• _ACTION ITEM_
For every record here, output an exact copy.

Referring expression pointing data
....

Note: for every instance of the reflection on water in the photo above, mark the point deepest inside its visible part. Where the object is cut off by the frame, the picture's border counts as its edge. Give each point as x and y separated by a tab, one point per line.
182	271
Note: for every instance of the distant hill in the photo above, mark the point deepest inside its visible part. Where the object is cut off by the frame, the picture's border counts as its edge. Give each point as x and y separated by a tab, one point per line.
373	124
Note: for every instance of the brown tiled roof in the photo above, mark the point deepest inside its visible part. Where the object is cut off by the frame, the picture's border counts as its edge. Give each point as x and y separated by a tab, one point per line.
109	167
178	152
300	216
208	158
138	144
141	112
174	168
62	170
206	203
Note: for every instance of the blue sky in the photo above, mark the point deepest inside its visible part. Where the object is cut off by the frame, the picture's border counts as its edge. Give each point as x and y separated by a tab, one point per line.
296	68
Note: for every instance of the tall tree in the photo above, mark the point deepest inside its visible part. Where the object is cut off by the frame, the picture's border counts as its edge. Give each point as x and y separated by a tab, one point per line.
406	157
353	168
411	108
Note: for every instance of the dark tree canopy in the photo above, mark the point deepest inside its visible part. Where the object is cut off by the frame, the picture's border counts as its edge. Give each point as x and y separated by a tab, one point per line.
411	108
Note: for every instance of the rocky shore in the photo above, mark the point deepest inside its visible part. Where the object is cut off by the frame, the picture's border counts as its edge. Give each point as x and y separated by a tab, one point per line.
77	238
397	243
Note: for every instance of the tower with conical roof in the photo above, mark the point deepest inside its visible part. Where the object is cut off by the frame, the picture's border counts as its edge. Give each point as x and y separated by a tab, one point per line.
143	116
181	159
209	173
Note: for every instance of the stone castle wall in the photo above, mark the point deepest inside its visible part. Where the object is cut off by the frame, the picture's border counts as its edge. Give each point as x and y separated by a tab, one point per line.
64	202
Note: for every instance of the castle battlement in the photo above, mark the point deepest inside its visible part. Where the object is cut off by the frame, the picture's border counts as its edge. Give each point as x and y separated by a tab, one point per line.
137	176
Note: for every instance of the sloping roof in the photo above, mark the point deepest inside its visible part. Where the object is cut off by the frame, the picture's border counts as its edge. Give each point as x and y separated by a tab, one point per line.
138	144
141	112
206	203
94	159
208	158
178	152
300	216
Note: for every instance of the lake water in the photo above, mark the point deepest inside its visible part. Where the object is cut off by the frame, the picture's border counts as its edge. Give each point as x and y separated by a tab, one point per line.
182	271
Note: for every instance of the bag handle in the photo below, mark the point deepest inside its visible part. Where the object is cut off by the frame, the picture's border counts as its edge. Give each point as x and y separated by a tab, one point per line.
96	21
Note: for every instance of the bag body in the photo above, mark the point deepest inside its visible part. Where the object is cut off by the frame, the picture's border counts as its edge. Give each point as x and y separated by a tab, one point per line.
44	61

....

• _ANSWER BELOW_
Note: for every instance of the reflection on water in the photo above, mark the point deepest inside its visible part. Where the object is cut off by the frame, the picture's border counts as its edge. Give each point as x and y separated by a tab, one point per line.
182	271
Note: for every instance of the distant hill in the photo above, mark the point deepest inside its visible part. Where the object is cut off by the frame, the picture's border counts as its edge. Give each point as x and y separated by a tab, one point per line.
373	124
Note: for every instance of the brown tiled roof in the photo above, mark the point deepest inside its visible part. Where the object is cut off by the frame, the picture's border counts as its edge. Give each point as x and y separated by a tab, one point per line.
109	167
178	152
300	216
208	158
138	144
141	112
174	168
62	170
206	203
Note: for every instance of the blue sky in the photo above, mark the point deepest inside its visible part. Where the object is cut off by the frame, the picture's border counts as its edge. Give each point as x and y separated by a tab, one point per line.
296	68
Note: for every instance of the tall tree in the photo above, mark the point deepest inside its visible part. Where the object is cut off by the frame, the picture's border counts as its edge. Give each point as x and y separated by a tab, one point per line.
406	157
353	168
411	108
Note: for every instance of the dark tree canopy in the photo above, mark the point deepest inside its visible part. Where the object is cut off by the frame, the picture's border counts as its edge. Give each point as x and y separated by a tab, one point per line.
411	108
Note: for every instance of the rocky shore in the photo above, mark the point deepest inside its visible part. Where the object is cut off by the frame, the picture's border counts as its edge. Give each point as x and y separated by a tab, one point per line.
77	238
397	243
Note: for every instance of the tower with conical roof in the photo above, mark the point deepest inside its visible part. Where the object is cut off by the frame, the picture's border counts as its edge. Give each point as x and y separated by a tab, one point per line.
143	116
181	159
209	173
Note: for every instance of the stone castle wall in the photo above, mark the point deepest inside its visible part. Where the object is cut off by the frame, the picture's border counts as its edge. Give each point as x and y separated by a tab, one point per line.
64	202
Note: for every instance of the castle battlement in the photo above, mark the point deepest inside its visible part. Where the object is cut off by the frame, the picture's border counts as its edge. Give each point as x and y separated by a tab, one point per line.
137	176
Note: for every instance of the sloping roof in the photo above, mark the point deepest inside its visible part. Where the object is cut off by the frame, the picture's border counts as its edge. Give each point as x and y separated by a tab, one point per line.
138	144
141	112
206	203
94	159
208	158
178	152
300	216
Note: for every instance of the lake water in the photo above, mark the point deepest inside its visible part. Where the object is cut off by the frame, the picture's border counts as its edge. Give each point as x and y separated by a tab, one point per line.
182	271
Note: for every instance of the bag handle in the photo below, mark the point deepest inside its visible part. Where the object is cut off by the frame, the picture's border counts as its edge. Give each point as x and y separated by a tab, one point per line.
96	21
Note: for every instance of the bag body in the photo above, mark the point deepest inside its visible part. Where the object is cut off by the frame, the picture's border counts as its edge. Give each point as x and y separated by a tab, one point per line.
44	61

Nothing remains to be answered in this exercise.